_Task details:_ Given the records below, transcribe each of them exactly.

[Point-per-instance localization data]
==============================

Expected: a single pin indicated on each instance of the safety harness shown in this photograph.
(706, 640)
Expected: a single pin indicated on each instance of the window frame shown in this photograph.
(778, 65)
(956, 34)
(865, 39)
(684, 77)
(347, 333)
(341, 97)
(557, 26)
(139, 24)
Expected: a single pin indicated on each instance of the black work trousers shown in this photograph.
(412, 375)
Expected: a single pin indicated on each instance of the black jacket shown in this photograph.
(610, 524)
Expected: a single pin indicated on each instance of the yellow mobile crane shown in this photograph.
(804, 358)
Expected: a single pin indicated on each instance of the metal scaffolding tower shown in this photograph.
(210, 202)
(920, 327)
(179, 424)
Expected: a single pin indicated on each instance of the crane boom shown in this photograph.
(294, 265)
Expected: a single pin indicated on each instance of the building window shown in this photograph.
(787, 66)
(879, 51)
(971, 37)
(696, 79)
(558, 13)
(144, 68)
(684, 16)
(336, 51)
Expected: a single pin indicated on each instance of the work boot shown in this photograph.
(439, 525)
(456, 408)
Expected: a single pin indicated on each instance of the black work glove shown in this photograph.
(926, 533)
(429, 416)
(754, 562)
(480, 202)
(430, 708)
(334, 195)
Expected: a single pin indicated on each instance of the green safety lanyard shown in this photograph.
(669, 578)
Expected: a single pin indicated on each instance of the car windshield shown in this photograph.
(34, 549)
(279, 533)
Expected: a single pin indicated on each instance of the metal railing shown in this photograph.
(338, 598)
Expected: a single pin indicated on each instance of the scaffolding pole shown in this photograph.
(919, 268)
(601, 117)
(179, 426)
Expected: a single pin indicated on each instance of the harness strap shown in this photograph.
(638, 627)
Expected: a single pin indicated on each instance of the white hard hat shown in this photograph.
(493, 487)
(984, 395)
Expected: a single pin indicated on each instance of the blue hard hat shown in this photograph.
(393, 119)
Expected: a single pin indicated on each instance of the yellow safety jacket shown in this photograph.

==============================

_Answer box:_
Expected: a single pin indicated on each instance of the safety harness shown in this photograph.
(706, 640)
Expected: a single pin indicated on each instance of the window frame shown in this photograph.
(778, 65)
(956, 34)
(865, 39)
(684, 77)
(347, 333)
(341, 97)
(557, 26)
(139, 24)
Expected: a single pin indicated on each instance of the black work trousers shown in this photograph.
(412, 375)
Expected: a single pin indicated on each instance of the black jacket shown in this photograph.
(610, 524)
Expected: a single pin indicated on each instance of the yellow mobile crane shown in this photograph.
(804, 358)
Expected: a single pin indicated on each instance of the metal scaffolding tower shown in this photograph.
(210, 202)
(920, 327)
(179, 424)
Expected: a single pin indicated on each instance of the crane boom shown in this photograph.
(294, 265)
Expected: a single pin indicated on each instance of the building window shown in this photograph.
(787, 66)
(879, 51)
(971, 37)
(696, 79)
(558, 13)
(144, 68)
(684, 16)
(336, 51)
Expected: a single pin indicated on each instance of the work boot shown in this photograph.
(439, 525)
(456, 408)
Expected: a single pin indicated on each instance of the black work glove shown in this photograph.
(926, 533)
(429, 416)
(754, 562)
(480, 202)
(430, 708)
(334, 195)
Expected: a single pin indicated on each instance of the green safety lanyard shown in this photograph.
(669, 578)
Expected: a single pin indicated on each instance of the car windshield shown in this photograph.
(34, 549)
(279, 533)
Expected: a single pin indicated on each instance of the metal railing shown in this photograph.
(338, 598)
Expected: a single pin indicated on each instance of the scaffolding pole shown in this photograph.
(919, 268)
(601, 117)
(179, 426)
Expected: a single pin indicated on each instance of the harness strap shown in this photograph.
(638, 627)
Expected: a single pin indicated on each instance of the white hard hat shown in this photograph.
(493, 487)
(984, 395)
Expected: a single pin indicated on each instance of the blue hard hat shown in this photograph.
(393, 119)
Expected: a single pin indicated on each instance of the yellow safety jacket shown in this photograph.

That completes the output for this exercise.